• **WORK TO COMPLETE**
Could you write out the items from the line containing "the man in the photo above." through the end of the items, substituting "widest part" for "thickest part" and leaving everything else unchanged?
###
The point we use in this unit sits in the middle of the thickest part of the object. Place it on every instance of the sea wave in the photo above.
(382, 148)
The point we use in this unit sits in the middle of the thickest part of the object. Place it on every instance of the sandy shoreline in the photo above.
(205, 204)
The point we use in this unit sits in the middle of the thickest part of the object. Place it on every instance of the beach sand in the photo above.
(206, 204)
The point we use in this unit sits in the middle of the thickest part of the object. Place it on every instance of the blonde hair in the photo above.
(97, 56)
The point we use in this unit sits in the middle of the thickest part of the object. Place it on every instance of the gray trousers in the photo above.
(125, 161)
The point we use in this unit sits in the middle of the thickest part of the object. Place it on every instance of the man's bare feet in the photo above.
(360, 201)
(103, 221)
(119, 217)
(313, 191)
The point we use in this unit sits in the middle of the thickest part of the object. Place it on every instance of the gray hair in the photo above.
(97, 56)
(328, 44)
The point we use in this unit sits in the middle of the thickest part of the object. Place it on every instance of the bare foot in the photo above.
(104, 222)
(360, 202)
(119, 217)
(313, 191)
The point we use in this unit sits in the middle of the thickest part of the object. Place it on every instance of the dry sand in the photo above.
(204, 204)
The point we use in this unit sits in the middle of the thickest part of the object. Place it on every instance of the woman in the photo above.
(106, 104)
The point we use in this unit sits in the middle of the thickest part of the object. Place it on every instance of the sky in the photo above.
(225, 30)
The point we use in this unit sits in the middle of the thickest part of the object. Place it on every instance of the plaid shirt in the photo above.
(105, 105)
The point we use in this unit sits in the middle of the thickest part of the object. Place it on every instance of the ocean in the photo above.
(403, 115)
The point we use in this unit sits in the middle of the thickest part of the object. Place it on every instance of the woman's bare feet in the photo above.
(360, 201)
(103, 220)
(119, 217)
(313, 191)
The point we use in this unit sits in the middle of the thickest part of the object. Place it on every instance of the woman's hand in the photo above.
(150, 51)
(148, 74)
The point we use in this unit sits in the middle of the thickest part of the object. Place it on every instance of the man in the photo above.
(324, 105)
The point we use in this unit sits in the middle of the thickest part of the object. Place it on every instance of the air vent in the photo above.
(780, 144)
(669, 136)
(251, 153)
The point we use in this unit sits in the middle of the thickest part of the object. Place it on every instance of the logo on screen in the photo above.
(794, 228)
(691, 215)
###
• **RIGHT ANSWER**
The point we use in this unit sits in the middle of the widest part of the object. Place it on every instance of the man in the photo above.
(324, 105)
The point we use in this unit sits in the middle of the widest part of the object. Place it on every instance of the air vent in the photo above.
(780, 144)
(669, 136)
(251, 153)
The point we use in this unit sits in the middle of the widest part of the object. Place it on every instance of the logo on screen in the photo above.
(794, 228)
(691, 215)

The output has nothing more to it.